---- DATA LISTING
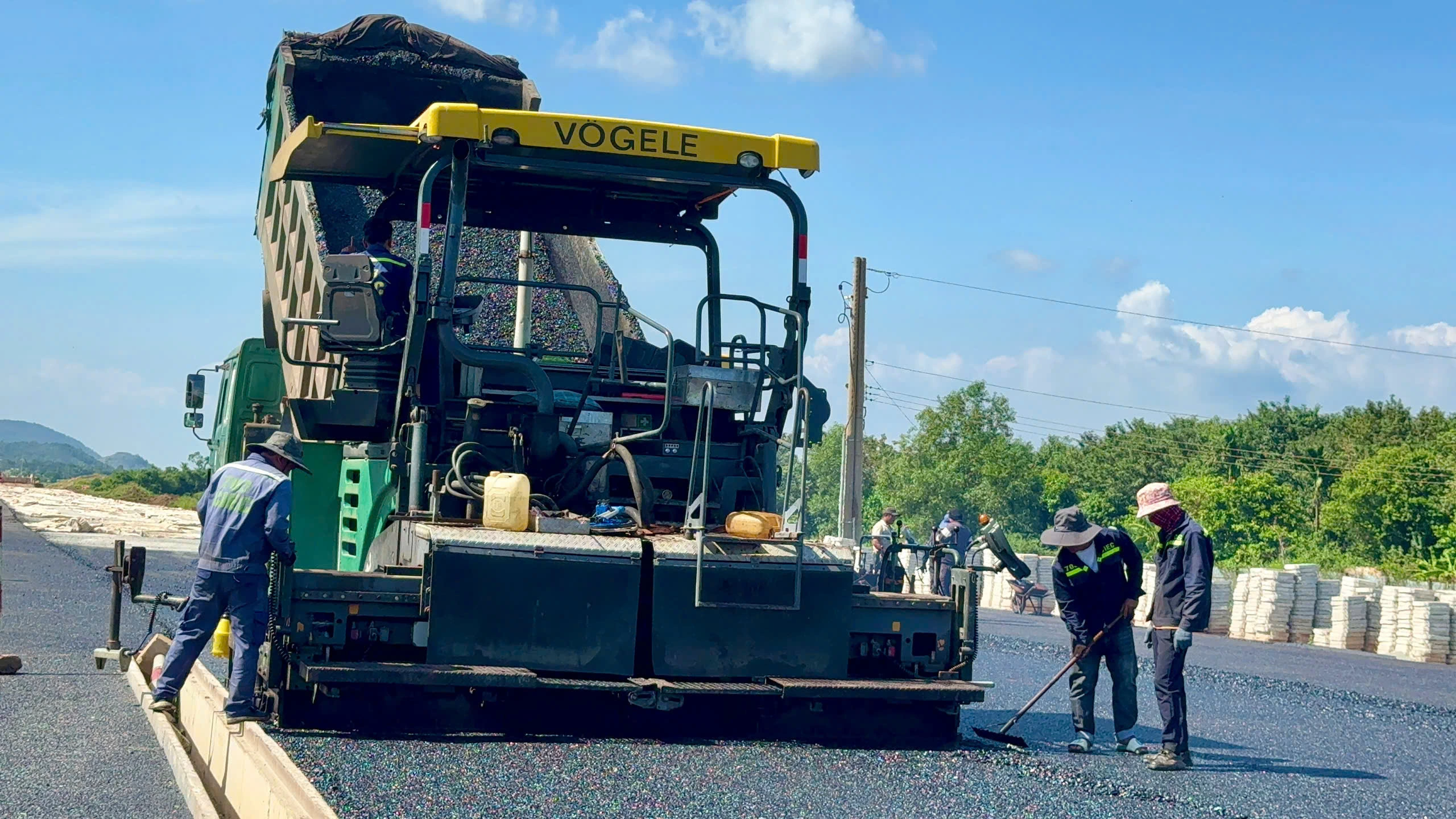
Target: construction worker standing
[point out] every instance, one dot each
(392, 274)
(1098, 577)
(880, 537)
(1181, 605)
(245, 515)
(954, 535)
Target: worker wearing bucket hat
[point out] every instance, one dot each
--------
§ **GIVEN PROBLEM**
Could you copy every line of the data above word for word, leaving out the pictures?

§ **OUTPUT OF THE EXERCISE**
Target: construction worker standing
[point out] every instance, one dot each
(392, 274)
(1098, 577)
(880, 537)
(1181, 605)
(245, 515)
(954, 535)
Target: worker wearing bucket hat
[point out] every instance, one dot each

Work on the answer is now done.